Energy transition, water and health now anchor conviction, while AI’s soaring energy and water appetite are pushing investors to refine their strategies, favour credible transitioners and reassess where real resilience and alpha will come from.

ESG resilience in a world on edge

ESG is no longer a fringe filter but a default lens. According to the ESG Global Study 2025 published by the Capital Group, 87% of global investors now incorporate ESG, only slightly below the record 90% reached in 2023 - 2024. Adoption remains above 90% in Europe, the Middle East, Africa and Asia-Pacific, even as North America slips to 71% amid politicisation and regulatory pushback.

However, the centre of gravity is shifting from rapid expansion to careful refinement. Over 90% of investors who use ESG either maintained or increased ESG allocations in the past 12 months, and a similar number plan to do so in the years ahead; however, more are holding steady rather than adding aggressively.

ESG holds, politics harden

Geopolitics, Growth and Rules Test ESG Convictions. In the fifth edition of the ESG Global Study, geopolitical risk emerges as the single strongest headwind to ESG allocations, cited as a net negative by 81% of respondents. This is a 10.95% increase from 73% recorded in 2024. Concerns about global growth follow at 67%, while worries about inflation and interest rates have eased markedly compared to 2024. 

Regulation has deviated from friend to friction. 62% now see policy and regulatory changes as a net headwind, with 80% of North American investors flagging it as a drag as against under 60% in APAC and EMEA. Even as some European fund‑name rules on ESG are seen as confusing, measures to tackle greenwashing have shifted from perceived headwind to net tailwind.

Key headwinds to ESG allocations (next 12–24 months)

Challenge

Share, seeing as net headwind 2025

2024 comparison

Geopolitical outlook

81%

73% in 2024

Global economic growth outlook

67%

55% in 2024

Regulatory or policy changes

62%

43% in 2024

Inflation outlook

57%

68% in 2024

Interest rate outlook

49%

65% in 2024

Measures to tackle greenwashing

41%

52% in 2024

Portfolios pivot to themes, transition

Refined ESG Playbooks, From Bonds To Nature. The architecture of ESG portfolios is changing. ESG is still most embedded in equities, but implementation in fixed income has climbed to a record 70% of respondents, up 9.385 from 64% in 2024, with corporate bonds as the leading sub‑asset class. ESG use in private markets has also reached its highest level, with 48% now applying ESG approaches despite data and transparency gaps.

Thematic investing is where conviction is coalescing. 60% of investors report strong conviction in energy-transition opportunities, while 52% say the same for clean water and sanitation and 51% for health and well‑being, with EMEA and APAC especially bullish on energy transition and North America favouring water. 

Multi‑thematic ESG strategies are gaining favour for diversification, adaptability and efficient exposure across themes, with more investors planning to increase allocations to multi‑thematic than single‑thematic approaches.
------------------------------------------------------------------------
▸ **Work to complete**:
Set down, word for word, the stretch of the ESG investing passage from "Regulation has deviated" through "to net tailwind.".
------------------------------------------------------------------------
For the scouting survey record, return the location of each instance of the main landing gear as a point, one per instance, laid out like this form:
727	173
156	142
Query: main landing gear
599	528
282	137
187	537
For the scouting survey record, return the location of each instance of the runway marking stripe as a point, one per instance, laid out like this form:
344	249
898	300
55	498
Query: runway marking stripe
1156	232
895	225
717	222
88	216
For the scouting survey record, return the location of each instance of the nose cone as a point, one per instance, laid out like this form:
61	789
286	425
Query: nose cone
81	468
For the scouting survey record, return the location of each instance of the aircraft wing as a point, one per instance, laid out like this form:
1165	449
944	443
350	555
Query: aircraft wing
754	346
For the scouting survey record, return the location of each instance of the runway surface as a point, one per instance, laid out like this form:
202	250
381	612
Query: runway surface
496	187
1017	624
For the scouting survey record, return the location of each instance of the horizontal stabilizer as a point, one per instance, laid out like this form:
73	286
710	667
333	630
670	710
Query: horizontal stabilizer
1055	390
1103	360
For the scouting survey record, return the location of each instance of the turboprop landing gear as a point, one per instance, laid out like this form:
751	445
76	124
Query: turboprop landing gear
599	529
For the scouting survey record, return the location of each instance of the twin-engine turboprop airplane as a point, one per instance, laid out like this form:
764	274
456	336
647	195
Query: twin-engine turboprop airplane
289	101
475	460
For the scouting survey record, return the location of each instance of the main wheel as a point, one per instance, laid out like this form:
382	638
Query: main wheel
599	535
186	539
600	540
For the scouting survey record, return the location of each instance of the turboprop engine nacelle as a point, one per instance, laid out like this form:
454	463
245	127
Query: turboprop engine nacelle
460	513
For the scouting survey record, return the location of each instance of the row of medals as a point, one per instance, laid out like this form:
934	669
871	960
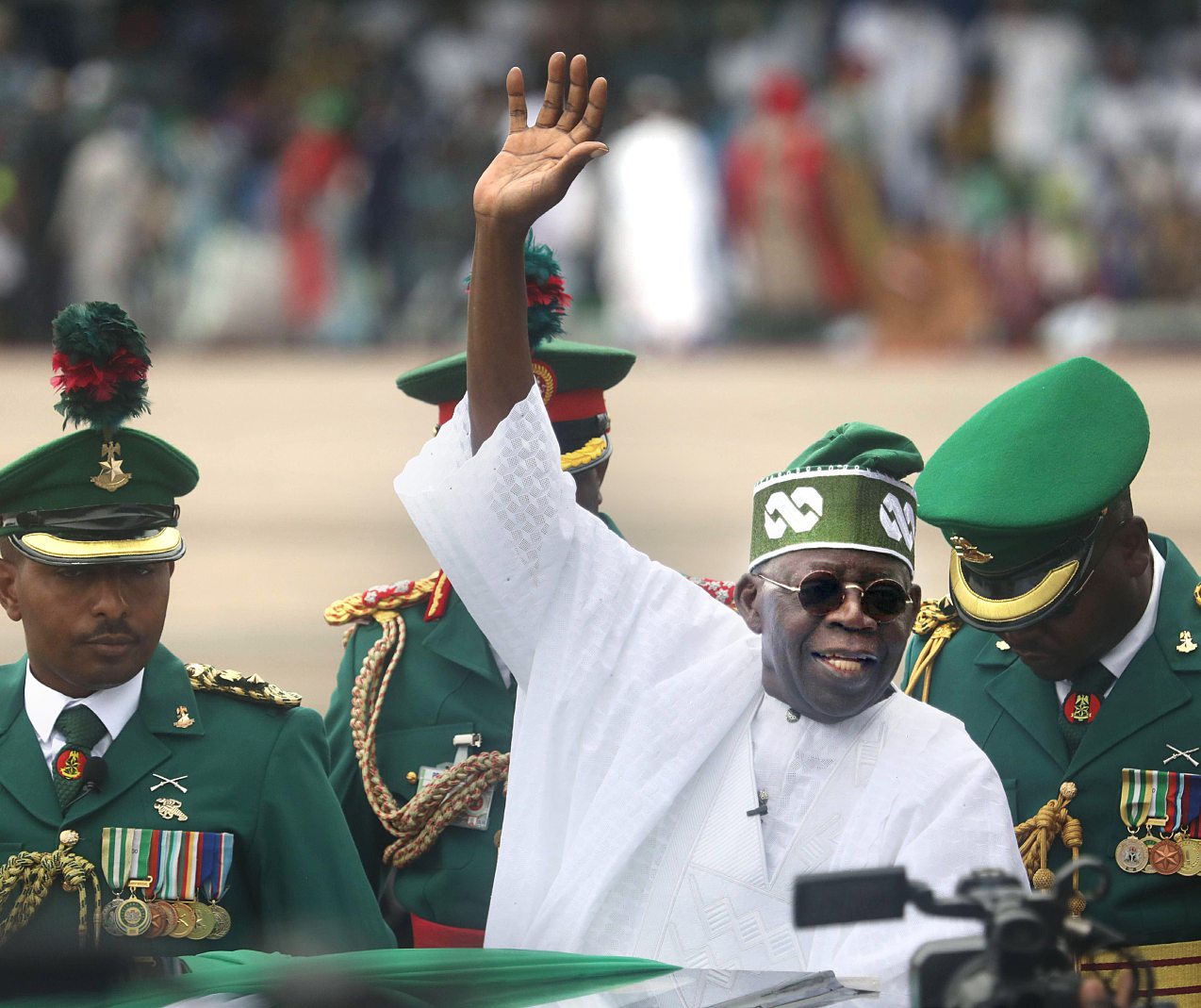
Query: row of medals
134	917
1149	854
------------------------------------------------------------------------
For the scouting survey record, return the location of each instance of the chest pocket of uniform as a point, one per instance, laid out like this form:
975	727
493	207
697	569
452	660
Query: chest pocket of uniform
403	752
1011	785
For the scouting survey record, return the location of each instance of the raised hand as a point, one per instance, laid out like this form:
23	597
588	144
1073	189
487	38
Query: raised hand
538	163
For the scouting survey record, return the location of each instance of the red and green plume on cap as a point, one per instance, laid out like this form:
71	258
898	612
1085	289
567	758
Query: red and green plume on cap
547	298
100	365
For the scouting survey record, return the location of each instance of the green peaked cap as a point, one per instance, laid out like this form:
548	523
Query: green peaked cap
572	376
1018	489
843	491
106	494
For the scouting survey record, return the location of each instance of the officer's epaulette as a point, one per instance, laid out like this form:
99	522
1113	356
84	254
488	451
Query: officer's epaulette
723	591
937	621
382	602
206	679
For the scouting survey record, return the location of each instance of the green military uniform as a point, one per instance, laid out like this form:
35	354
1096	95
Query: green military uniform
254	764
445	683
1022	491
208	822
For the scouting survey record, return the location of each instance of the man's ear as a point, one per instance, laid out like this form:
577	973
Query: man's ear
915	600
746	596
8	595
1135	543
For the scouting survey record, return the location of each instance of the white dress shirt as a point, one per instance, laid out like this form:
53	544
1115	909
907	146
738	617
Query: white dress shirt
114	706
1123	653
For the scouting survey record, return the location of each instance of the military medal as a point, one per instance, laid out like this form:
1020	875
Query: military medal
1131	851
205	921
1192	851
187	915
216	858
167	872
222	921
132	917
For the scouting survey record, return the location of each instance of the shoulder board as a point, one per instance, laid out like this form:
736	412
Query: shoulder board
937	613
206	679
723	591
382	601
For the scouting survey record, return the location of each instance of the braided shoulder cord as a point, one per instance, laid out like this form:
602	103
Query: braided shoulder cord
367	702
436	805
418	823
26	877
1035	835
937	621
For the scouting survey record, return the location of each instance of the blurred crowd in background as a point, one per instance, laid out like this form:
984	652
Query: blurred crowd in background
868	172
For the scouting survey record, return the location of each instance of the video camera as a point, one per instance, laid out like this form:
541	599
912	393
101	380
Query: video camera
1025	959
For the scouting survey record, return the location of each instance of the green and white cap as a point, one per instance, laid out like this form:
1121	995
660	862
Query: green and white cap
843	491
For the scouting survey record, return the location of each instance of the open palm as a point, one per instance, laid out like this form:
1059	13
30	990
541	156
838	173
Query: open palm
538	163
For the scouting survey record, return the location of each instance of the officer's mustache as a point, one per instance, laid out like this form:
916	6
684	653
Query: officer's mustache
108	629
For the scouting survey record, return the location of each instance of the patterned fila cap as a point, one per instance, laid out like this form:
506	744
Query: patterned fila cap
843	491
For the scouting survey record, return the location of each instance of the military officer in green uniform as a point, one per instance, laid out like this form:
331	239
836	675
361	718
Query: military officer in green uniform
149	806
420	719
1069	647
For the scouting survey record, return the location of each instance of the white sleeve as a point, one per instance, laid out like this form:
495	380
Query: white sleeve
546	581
------------------------------------------------------------------------
▸ **Result**:
Regulation has deviated from friend to friction. 62% now see policy and regulatory changes as a net headwind, with 80% of North American investors flagging it as a drag as against under 60% in APAC and EMEA. Even as some European fund‑name rules on ESG are seen as confusing, measures to tackle greenwashing have shifted from perceived headwind to net tailwind.